Extensibility and Customization
Enable platform adoption through extensibility. Implement plugin architectures or SDKs. Prioritize the use of shared components, prefer making things generically vs. single use-case.
Avoid Black Box and Knowledge Gaps
Ensure developers all have the necessary context and promote active sharing and collaboration. The more context they have, including the more visibility on what others are doing, the more productive all can be.
Eliminate Noise
One of the most annoying things for any developer is context switching or being interrupted with something potentially irrelevant or a generic status question. Look for tools that simplify focus, cluster similar items, and prioritize correctly. Look for a tool that automates status updates and notifications downstream. (hint: DevRev)
Tip: Encourage documentation and knowledge sharing to foster innovation.
Our considerations:
- developer time is expensive automate wherever possible and let them focus
- prioritize objectively based on customer demand and impact
- focus on shared components and reuse
- build the platform we want, and love, to use (aka DevRev)
User and Operational Security
Comprehensive Access Control
Implement access control for refined access, providing full visibility of actions and audit control.
Identity Provider (IdP)
Use a cloud-based IdP like Okta, Auth0, Google, etc. Ensure all authentication is centrally controlled and all app access flows through this choke point. This ensures immediate removal of access in the case of malicious activity.

REQUIRED TASK A: In the excerpt on developer platforms and security, which cloud-based identity providers are given as examples?

SOURCE DATA:

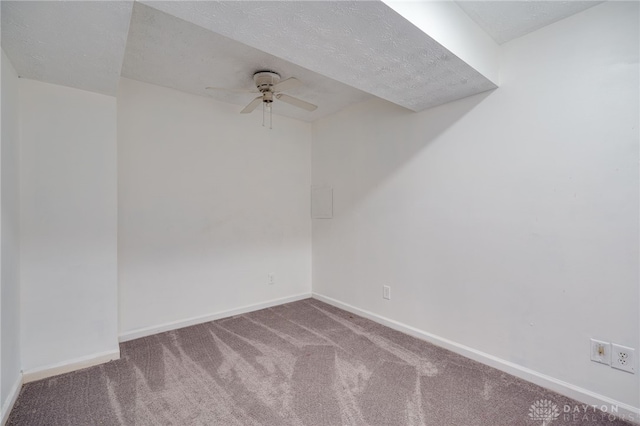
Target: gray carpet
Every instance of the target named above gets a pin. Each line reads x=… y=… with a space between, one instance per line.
x=303 y=363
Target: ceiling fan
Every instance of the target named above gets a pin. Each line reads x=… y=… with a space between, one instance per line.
x=270 y=87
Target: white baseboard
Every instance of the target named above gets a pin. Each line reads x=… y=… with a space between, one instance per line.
x=585 y=396
x=11 y=400
x=71 y=365
x=174 y=325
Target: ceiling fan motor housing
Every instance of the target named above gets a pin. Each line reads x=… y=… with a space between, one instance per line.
x=265 y=80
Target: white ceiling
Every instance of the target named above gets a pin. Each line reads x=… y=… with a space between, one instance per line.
x=364 y=44
x=507 y=20
x=343 y=51
x=76 y=44
x=170 y=52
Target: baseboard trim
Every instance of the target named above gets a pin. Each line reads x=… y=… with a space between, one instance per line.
x=69 y=366
x=174 y=325
x=7 y=406
x=585 y=396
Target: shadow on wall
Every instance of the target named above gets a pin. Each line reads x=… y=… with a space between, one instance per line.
x=369 y=143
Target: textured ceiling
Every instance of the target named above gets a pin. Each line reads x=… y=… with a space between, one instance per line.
x=343 y=51
x=77 y=44
x=167 y=51
x=364 y=44
x=506 y=20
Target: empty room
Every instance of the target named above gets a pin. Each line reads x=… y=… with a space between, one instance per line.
x=320 y=213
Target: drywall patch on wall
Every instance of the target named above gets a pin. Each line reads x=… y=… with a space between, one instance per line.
x=10 y=233
x=210 y=204
x=68 y=264
x=501 y=222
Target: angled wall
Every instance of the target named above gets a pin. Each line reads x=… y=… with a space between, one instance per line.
x=68 y=227
x=506 y=222
x=10 y=250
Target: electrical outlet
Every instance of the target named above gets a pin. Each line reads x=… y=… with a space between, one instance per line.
x=600 y=352
x=386 y=292
x=623 y=358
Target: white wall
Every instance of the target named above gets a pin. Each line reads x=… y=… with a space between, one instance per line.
x=9 y=230
x=508 y=221
x=209 y=203
x=68 y=180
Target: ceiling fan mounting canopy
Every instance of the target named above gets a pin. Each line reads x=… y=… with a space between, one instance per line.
x=265 y=80
x=270 y=86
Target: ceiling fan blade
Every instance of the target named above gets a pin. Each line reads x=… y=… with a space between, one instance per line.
x=296 y=102
x=233 y=90
x=287 y=84
x=252 y=105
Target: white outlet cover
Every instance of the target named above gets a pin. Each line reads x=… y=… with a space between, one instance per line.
x=623 y=358
x=595 y=353
x=386 y=292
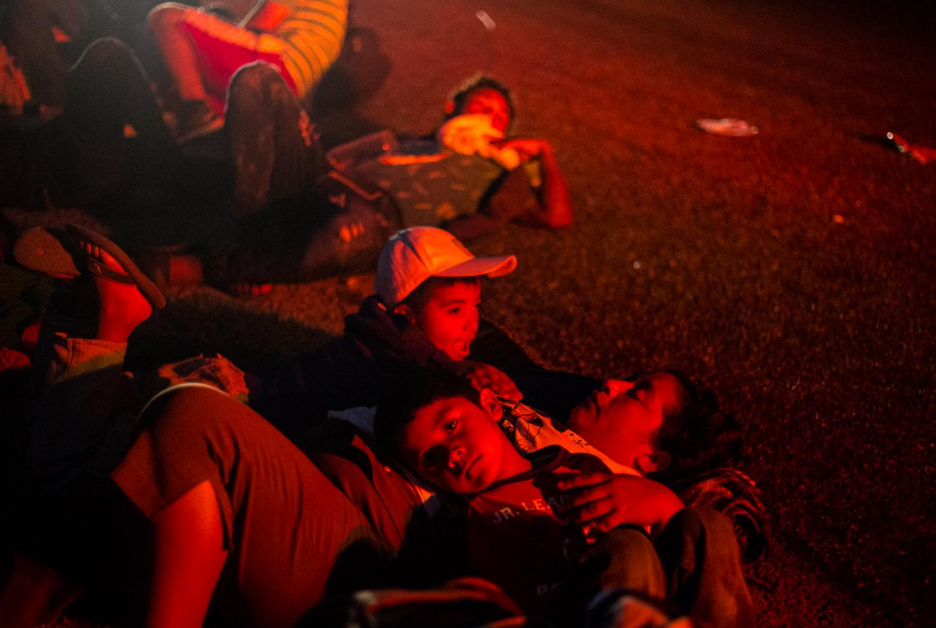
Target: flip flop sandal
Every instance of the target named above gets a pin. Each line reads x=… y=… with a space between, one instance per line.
x=56 y=252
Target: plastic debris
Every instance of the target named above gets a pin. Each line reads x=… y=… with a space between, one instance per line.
x=486 y=20
x=922 y=154
x=730 y=127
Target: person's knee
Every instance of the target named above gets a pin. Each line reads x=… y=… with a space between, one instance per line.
x=705 y=523
x=166 y=16
x=249 y=81
x=626 y=558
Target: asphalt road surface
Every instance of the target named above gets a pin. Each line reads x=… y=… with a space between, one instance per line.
x=793 y=270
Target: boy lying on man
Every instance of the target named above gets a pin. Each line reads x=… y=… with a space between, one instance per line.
x=515 y=518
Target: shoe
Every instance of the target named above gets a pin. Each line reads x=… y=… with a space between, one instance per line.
x=196 y=118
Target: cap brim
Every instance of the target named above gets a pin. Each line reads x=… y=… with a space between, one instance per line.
x=481 y=267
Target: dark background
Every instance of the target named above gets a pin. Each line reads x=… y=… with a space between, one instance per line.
x=792 y=270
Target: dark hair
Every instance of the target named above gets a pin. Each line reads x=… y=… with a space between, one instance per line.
x=417 y=299
x=698 y=435
x=479 y=81
x=409 y=389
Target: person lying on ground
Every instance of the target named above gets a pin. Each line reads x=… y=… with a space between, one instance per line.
x=554 y=529
x=279 y=173
x=468 y=177
x=300 y=38
x=86 y=251
x=84 y=408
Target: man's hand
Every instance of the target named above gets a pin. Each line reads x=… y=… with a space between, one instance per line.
x=484 y=376
x=605 y=500
x=527 y=148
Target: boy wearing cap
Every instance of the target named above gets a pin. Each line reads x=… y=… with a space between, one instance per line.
x=424 y=312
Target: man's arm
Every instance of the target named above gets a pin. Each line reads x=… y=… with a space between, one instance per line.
x=606 y=500
x=555 y=208
x=264 y=17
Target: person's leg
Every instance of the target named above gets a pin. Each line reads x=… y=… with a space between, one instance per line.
x=179 y=52
x=623 y=558
x=702 y=562
x=202 y=52
x=79 y=358
x=272 y=143
x=188 y=555
x=207 y=461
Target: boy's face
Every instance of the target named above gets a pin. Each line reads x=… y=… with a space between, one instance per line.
x=450 y=317
x=621 y=419
x=489 y=102
x=457 y=445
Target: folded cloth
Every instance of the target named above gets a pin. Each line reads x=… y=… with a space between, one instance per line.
x=472 y=134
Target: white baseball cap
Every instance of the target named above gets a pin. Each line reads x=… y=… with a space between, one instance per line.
x=412 y=256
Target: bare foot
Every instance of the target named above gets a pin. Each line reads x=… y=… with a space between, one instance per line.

REQUIRED TASK B: Rewrite the rows from the line containing "Target: ceiling fan blade" through the line containing "x=409 y=389", inclusive, changing "pin" to "marker" and leaving everything else unchanged. Omit the pictures.

EXERCISE SOLUTION A: Okta, Auth0, and Google.

EXERCISE SOLUTION B:
Target: ceiling fan blade
Every instance of the target named above gets a marker. Each line reads x=… y=… with a space between, one instance per line.
x=296 y=102
x=233 y=90
x=287 y=84
x=252 y=105
Target: white outlet cover
Every instance of the target named above gets a marker. Each line reads x=… y=… with a space between, one instance per line.
x=623 y=358
x=595 y=353
x=386 y=292
Target: flip flop sandal
Every instance of the target named above gets a marker. Each line reads x=… y=… with a space between, one instance per line.
x=56 y=252
Target: plastic debris
Every instance of the target named above gets a marker. Each line reads x=… y=… with a space between, one instance per line.
x=486 y=20
x=922 y=154
x=730 y=127
Target: person's knee
Every instance of the target named above gets a marker. Each line reads x=… y=… with a space between, one instance per line.
x=705 y=523
x=166 y=16
x=249 y=81
x=626 y=558
Target: asphalt road surface
Every instance of the target named above gets a marker. Each line reads x=… y=… with a space between, one instance per line.
x=793 y=270
Target: boy lying on man
Every instance of the target named above gets a marker. Each line reads x=… y=… with a space between, one instance per line.
x=515 y=518
Target: shoe
Every instance of the target named above gets a marker. Each line reads x=… y=… with a space between, one instance per line.
x=196 y=118
Target: cap brim
Every instance of the target named above gets a marker. Each line reads x=… y=… with a space between, one instance per line.
x=481 y=267
Target: dark background
Every instance of the target named above gets a marker. Each line reads x=… y=… with a space between, one instance per line.
x=792 y=270
Target: dark hair
Every instance of the target named above gets a marker. Each line reads x=… y=… with a space between, one instance per line.
x=417 y=299
x=698 y=435
x=479 y=81
x=409 y=389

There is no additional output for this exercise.